=== DATA SHOWN ===

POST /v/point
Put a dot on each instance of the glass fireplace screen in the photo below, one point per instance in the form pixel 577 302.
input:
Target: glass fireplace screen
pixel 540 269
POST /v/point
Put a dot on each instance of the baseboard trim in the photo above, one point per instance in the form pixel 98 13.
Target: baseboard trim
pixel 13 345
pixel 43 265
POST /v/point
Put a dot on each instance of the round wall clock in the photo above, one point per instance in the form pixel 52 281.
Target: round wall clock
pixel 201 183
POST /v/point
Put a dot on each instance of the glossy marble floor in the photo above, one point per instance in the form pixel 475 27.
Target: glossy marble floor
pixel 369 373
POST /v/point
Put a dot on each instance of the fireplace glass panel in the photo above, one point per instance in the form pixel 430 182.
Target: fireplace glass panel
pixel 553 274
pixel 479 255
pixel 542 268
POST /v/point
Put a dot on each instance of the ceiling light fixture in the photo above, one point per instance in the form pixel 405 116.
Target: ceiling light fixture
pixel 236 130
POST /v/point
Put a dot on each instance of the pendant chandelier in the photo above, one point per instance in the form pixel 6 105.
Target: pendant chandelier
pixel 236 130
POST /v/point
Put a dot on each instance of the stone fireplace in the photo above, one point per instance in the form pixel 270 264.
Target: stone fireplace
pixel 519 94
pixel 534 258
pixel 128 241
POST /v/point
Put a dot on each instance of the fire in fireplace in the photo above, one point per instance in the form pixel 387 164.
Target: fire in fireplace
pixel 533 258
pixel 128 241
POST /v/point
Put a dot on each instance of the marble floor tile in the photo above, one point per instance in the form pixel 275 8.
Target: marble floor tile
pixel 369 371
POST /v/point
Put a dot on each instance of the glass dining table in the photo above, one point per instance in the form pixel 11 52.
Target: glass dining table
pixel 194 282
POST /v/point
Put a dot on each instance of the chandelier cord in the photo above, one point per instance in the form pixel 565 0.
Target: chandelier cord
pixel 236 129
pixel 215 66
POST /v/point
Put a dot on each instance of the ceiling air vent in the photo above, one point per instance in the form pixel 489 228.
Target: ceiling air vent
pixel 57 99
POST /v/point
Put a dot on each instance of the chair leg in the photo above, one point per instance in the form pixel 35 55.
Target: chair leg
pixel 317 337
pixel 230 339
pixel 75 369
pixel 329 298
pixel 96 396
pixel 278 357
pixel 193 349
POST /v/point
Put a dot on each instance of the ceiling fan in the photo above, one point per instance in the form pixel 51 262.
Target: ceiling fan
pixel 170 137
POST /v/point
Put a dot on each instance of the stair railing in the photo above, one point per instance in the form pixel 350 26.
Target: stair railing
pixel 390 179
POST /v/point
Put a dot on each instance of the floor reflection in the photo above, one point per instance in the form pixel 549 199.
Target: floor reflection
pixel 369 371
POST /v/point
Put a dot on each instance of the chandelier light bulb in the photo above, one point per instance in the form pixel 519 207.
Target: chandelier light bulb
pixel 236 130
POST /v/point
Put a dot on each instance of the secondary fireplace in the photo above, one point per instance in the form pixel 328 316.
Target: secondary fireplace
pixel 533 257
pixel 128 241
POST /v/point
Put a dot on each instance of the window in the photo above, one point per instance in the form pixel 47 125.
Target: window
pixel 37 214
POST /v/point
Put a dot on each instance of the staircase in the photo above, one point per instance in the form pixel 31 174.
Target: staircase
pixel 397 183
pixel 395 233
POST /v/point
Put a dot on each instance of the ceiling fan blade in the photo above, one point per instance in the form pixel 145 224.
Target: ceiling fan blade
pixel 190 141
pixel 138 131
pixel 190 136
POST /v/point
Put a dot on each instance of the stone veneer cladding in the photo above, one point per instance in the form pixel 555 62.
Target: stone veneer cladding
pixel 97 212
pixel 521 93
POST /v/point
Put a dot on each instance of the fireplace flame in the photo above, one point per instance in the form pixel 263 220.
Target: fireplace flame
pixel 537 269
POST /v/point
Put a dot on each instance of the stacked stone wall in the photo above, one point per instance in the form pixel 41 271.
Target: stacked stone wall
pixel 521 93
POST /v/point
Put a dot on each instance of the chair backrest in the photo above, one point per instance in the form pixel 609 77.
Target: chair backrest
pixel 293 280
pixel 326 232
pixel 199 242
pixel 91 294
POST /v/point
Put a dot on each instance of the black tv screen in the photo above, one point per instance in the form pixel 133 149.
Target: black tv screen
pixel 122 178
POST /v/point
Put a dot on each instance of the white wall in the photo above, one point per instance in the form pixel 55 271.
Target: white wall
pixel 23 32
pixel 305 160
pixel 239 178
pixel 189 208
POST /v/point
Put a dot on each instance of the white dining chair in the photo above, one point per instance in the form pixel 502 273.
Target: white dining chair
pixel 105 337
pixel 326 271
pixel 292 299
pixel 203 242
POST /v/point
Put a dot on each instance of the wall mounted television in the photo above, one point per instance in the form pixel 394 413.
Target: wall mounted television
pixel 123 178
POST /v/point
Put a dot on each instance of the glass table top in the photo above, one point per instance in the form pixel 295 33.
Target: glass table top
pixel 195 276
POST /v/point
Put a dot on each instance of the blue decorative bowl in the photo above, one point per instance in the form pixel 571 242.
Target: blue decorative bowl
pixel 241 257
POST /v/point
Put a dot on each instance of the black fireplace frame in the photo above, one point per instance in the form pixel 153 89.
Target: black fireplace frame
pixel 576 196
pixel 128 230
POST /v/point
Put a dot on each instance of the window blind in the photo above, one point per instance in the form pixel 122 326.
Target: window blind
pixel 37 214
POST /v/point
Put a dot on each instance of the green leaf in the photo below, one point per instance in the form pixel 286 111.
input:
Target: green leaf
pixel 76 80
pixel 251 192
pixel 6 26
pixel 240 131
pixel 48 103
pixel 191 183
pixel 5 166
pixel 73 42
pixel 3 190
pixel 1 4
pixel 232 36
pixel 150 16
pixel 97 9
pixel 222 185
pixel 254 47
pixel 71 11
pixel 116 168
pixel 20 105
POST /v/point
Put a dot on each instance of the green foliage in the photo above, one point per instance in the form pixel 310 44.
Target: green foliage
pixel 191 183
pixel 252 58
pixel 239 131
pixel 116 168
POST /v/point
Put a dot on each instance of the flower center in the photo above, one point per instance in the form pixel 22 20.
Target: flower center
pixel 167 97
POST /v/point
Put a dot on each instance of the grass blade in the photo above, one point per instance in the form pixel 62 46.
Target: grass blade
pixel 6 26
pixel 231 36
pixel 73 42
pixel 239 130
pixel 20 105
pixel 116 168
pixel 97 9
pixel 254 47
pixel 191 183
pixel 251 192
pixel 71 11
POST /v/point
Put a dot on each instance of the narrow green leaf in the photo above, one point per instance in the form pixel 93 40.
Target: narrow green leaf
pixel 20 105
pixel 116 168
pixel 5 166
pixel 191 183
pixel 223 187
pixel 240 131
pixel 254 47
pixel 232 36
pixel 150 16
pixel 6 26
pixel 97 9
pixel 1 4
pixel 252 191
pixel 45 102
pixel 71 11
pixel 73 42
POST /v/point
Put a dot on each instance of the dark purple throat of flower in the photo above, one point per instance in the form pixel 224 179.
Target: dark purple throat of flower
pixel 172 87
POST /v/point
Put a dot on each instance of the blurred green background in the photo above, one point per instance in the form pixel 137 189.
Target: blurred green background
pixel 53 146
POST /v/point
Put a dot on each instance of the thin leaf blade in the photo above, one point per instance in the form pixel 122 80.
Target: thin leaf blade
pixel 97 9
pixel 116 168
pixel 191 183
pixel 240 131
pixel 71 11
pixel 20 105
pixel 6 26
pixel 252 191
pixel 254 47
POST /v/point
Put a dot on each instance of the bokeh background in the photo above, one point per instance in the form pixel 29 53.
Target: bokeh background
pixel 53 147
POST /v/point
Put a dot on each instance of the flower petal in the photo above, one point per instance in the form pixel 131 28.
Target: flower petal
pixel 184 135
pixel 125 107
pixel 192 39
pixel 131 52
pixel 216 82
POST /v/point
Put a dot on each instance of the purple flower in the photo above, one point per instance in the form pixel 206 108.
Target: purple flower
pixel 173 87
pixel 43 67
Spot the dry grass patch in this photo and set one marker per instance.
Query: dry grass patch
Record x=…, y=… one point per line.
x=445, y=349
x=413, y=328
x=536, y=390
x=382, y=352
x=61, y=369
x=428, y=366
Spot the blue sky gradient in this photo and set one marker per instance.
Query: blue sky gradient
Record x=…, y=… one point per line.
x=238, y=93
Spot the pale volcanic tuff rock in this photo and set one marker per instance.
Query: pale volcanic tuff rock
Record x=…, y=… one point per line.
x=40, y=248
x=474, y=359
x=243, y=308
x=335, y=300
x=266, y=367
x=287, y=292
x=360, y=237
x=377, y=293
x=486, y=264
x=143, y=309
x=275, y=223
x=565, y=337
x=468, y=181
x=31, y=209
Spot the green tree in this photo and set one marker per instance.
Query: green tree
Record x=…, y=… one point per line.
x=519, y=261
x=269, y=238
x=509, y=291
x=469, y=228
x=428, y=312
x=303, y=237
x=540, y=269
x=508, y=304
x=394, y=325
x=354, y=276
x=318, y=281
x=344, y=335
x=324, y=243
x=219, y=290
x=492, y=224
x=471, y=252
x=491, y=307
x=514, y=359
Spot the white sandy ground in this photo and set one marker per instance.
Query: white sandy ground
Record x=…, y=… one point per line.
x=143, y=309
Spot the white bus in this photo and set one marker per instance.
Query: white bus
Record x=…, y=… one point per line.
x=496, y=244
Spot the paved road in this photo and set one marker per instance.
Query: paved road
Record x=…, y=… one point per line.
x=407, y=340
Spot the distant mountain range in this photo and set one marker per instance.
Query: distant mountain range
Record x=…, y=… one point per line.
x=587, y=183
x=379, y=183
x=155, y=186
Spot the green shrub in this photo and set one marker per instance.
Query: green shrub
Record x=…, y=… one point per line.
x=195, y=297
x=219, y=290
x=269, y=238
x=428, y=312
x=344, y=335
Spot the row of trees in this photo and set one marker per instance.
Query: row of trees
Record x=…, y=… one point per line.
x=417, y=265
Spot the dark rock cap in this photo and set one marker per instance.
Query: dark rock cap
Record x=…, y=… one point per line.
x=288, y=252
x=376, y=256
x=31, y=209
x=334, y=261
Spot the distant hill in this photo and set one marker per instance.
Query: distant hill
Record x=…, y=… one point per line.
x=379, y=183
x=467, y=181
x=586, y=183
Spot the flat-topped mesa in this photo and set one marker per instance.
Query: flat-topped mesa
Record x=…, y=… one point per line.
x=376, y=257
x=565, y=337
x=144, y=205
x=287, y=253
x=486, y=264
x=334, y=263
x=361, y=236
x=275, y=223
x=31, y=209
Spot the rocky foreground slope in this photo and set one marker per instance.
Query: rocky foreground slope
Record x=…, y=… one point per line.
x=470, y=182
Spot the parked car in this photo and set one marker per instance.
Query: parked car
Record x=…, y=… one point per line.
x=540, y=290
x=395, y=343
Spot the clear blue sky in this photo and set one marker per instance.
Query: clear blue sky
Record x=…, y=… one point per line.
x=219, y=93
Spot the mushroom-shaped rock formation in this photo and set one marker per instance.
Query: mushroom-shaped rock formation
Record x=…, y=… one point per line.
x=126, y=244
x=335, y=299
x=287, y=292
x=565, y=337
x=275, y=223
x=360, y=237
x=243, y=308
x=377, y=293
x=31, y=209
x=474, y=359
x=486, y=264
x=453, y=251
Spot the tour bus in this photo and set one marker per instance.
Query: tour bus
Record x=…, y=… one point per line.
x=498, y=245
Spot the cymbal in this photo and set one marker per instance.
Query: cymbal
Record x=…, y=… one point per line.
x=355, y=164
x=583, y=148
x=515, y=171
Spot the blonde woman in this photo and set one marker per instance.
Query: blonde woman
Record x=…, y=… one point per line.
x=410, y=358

===

_WHAT IS REQUIRED_: Reproduce the lines verbatim, beginning with the line containing "Spot the cymbal" and continuing through the line containing "x=515, y=171".

_ANSWER TO THE PROBLEM_:
Spot the cymbal in this photo and set one marker per instance.
Query: cymbal
Record x=…, y=… one point per line.
x=355, y=164
x=583, y=148
x=515, y=171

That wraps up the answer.